(Data records Opens)

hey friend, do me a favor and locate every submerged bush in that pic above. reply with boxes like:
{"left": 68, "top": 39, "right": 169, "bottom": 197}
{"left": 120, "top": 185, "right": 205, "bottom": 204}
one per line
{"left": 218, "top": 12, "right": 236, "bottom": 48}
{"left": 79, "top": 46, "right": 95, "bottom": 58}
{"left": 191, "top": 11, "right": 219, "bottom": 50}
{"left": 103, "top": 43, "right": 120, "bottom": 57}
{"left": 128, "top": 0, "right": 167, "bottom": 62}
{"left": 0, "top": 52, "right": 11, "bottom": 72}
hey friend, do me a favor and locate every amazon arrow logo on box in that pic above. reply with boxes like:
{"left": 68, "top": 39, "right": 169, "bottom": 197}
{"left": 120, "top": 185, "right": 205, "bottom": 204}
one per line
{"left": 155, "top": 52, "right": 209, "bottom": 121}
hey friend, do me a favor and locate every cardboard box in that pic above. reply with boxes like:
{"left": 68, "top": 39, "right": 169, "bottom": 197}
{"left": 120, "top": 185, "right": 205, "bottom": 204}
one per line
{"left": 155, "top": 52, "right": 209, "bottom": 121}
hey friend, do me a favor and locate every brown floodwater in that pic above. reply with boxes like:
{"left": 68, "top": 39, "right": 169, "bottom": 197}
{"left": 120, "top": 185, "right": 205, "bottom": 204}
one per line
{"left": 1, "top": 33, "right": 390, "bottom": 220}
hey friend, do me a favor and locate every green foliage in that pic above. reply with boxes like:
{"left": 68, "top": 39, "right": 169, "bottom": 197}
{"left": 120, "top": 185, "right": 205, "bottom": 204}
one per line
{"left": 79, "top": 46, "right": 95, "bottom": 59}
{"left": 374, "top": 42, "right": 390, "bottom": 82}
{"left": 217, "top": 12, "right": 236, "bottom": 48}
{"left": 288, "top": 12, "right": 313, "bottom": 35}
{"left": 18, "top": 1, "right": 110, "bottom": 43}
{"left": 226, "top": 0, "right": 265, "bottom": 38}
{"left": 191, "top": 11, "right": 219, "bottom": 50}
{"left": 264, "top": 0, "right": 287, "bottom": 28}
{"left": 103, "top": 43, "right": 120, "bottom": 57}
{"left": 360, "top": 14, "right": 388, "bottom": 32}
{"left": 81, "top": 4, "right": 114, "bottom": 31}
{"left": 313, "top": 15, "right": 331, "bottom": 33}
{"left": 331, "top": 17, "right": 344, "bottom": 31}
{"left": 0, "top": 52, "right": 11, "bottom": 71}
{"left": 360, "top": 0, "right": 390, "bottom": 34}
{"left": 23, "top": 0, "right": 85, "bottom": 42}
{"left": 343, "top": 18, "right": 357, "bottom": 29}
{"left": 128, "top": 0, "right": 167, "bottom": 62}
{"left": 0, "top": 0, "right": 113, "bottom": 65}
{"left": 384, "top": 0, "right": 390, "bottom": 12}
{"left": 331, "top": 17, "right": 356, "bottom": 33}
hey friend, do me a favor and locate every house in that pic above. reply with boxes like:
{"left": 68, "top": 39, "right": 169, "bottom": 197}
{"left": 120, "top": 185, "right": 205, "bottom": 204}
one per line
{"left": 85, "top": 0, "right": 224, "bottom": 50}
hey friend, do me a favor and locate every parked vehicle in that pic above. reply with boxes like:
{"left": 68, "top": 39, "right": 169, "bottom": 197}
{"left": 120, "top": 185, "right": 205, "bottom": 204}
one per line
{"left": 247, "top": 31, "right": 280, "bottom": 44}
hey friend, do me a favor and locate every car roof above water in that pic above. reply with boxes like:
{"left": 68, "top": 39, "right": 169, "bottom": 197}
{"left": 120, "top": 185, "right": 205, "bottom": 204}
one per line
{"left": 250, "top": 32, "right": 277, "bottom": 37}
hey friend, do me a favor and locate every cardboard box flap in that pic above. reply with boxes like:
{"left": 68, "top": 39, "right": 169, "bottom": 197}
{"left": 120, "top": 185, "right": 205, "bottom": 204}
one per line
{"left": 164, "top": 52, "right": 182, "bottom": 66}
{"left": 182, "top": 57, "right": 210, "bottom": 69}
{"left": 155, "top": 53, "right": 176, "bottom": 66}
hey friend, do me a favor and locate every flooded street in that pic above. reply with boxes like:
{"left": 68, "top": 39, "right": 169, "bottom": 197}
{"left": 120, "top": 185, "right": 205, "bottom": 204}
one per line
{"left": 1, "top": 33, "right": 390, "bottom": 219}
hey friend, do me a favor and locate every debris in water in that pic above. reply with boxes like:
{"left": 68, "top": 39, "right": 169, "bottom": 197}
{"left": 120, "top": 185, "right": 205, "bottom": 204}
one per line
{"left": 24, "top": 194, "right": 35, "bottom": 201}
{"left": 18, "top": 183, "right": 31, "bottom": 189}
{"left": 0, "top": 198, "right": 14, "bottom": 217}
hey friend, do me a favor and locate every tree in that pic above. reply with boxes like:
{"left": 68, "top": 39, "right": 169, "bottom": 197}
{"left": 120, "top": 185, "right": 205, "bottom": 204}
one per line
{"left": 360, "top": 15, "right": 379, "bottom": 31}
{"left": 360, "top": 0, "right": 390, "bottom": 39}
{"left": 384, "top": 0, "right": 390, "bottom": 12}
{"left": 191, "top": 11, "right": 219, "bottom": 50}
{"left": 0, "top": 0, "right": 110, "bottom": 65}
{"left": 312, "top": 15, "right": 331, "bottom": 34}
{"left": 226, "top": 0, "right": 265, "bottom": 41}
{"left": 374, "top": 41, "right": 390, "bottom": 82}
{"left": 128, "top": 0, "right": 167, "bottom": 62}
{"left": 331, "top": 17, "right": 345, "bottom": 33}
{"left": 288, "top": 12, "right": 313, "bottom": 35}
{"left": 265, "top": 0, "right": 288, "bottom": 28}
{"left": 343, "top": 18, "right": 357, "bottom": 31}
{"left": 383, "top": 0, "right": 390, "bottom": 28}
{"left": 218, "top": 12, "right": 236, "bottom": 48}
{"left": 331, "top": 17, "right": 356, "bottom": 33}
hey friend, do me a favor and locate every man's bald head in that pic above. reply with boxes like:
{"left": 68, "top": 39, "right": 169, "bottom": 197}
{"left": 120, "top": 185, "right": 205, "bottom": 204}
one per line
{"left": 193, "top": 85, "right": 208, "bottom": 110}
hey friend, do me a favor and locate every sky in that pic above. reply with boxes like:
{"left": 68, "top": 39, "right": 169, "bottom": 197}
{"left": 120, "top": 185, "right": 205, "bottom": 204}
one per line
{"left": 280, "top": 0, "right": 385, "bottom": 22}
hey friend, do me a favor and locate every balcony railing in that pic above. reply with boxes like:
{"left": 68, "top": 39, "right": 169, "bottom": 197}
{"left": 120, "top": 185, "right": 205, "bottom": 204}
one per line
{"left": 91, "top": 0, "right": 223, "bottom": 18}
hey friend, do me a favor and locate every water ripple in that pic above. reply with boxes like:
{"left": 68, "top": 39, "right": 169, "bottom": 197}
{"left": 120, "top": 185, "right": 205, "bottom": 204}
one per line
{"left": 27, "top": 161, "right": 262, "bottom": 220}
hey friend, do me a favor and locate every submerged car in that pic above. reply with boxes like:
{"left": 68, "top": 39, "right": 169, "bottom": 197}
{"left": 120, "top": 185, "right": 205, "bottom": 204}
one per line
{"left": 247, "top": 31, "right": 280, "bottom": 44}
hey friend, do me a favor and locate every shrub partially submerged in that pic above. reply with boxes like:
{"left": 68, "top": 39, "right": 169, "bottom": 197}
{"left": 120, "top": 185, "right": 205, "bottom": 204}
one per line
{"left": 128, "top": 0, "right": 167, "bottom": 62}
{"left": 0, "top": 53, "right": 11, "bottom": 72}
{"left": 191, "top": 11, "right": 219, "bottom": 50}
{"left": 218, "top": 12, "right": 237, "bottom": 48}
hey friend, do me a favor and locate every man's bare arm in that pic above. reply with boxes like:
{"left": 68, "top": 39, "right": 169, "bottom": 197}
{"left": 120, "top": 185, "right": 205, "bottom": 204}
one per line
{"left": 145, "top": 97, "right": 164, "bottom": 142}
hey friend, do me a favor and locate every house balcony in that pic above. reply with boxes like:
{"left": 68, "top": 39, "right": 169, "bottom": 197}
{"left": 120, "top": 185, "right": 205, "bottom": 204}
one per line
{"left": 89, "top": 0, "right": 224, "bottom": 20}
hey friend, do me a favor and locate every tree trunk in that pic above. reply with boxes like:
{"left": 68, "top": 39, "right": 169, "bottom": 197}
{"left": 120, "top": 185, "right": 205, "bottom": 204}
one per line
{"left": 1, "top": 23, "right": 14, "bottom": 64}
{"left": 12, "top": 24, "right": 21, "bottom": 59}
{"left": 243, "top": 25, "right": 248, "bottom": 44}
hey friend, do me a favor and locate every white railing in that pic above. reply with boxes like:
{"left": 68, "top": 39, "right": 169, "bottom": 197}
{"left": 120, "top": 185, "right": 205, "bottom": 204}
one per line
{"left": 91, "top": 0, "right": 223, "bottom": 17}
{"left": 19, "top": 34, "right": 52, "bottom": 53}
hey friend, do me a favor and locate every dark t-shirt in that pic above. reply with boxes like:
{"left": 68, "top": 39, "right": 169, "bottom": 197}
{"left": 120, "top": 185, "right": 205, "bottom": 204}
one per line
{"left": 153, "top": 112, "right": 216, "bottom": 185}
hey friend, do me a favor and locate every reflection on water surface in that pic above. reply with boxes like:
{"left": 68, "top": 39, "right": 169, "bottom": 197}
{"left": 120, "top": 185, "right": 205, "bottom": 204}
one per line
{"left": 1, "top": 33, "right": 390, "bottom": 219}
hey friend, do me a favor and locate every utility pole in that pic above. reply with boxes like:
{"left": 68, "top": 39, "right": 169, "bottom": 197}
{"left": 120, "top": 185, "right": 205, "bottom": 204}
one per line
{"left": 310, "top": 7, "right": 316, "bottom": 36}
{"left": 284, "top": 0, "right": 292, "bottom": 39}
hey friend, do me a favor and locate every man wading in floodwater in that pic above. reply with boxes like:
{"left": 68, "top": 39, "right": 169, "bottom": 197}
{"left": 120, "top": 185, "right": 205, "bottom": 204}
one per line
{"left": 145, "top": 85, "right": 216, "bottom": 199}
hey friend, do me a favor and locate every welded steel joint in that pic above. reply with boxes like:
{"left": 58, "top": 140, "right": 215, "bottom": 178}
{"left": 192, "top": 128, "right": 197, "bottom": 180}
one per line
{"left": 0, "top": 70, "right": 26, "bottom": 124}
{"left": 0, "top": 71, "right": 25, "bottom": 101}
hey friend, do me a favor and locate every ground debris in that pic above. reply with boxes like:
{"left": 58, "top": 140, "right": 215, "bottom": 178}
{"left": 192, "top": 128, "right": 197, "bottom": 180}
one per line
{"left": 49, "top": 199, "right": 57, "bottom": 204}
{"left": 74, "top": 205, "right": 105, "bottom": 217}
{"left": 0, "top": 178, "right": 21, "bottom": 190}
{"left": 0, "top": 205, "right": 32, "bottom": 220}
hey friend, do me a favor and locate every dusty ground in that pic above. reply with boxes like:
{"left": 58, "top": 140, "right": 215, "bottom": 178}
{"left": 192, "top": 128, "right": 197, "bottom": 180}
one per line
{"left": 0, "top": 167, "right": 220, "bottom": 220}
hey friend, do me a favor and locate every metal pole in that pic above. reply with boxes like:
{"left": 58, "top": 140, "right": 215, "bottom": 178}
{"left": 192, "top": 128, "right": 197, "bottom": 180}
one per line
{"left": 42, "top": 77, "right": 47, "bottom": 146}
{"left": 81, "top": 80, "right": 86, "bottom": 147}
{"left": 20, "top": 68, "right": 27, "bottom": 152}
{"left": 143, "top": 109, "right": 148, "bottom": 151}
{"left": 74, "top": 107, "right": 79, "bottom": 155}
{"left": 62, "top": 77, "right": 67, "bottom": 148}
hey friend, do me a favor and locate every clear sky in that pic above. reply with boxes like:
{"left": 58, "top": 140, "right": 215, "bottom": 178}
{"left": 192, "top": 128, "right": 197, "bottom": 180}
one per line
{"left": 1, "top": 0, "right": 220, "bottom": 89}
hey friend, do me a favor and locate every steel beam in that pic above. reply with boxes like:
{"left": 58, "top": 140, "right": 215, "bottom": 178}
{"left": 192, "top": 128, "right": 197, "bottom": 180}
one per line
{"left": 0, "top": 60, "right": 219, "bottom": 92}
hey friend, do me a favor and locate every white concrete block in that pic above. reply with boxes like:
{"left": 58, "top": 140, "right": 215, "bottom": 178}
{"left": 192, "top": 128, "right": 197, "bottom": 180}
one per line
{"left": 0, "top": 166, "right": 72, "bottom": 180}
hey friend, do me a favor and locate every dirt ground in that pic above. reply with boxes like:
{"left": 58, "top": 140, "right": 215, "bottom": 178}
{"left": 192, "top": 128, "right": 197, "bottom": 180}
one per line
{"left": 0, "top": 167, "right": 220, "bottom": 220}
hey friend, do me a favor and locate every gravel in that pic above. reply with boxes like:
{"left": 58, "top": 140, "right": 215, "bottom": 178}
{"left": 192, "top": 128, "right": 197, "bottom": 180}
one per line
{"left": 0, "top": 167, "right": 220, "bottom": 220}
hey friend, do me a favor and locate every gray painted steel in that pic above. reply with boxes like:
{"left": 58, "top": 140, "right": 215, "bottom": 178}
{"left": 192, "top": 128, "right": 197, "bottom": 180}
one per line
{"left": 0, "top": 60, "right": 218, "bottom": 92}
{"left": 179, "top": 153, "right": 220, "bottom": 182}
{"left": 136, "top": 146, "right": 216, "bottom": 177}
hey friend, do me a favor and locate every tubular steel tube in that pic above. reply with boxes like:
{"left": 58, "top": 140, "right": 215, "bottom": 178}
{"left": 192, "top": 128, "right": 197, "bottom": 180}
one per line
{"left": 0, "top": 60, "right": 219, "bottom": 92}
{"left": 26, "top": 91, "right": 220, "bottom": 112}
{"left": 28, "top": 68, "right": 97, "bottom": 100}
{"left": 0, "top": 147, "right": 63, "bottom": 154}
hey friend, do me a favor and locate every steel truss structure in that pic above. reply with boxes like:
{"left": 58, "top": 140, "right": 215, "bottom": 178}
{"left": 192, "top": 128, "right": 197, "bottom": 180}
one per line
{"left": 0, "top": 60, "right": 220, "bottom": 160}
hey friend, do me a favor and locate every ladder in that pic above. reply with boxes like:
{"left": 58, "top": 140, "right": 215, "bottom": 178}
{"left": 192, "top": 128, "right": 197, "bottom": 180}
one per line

(Data records Closes)

Exercise instructions -
Type out again, exactly as written, the lines from the beginning of the material through the one containing "hey friend, do me a favor and locate every brown".

Solution for this task -
hey friend, do me a favor and locate every submerged bush in that pic above. reply with boxes like:
{"left": 68, "top": 39, "right": 169, "bottom": 197}
{"left": 120, "top": 185, "right": 205, "bottom": 204}
one per line
{"left": 218, "top": 12, "right": 236, "bottom": 48}
{"left": 79, "top": 46, "right": 95, "bottom": 58}
{"left": 191, "top": 11, "right": 219, "bottom": 50}
{"left": 103, "top": 43, "right": 120, "bottom": 57}
{"left": 128, "top": 0, "right": 167, "bottom": 62}
{"left": 0, "top": 52, "right": 11, "bottom": 72}
hey friend, do me a favor and locate every amazon arrow logo on box in that pic above. reply with boxes like:
{"left": 68, "top": 39, "right": 169, "bottom": 197}
{"left": 120, "top": 185, "right": 205, "bottom": 204}
one per line
{"left": 155, "top": 52, "right": 209, "bottom": 121}
hey friend, do me a favor and locate every cardboard box in that pic above. reply with boxes like:
{"left": 68, "top": 39, "right": 169, "bottom": 197}
{"left": 120, "top": 185, "right": 205, "bottom": 204}
one per line
{"left": 155, "top": 52, "right": 209, "bottom": 121}
hey friend, do me a favor and locate every brown floodwater in that pic above. reply with boxes like:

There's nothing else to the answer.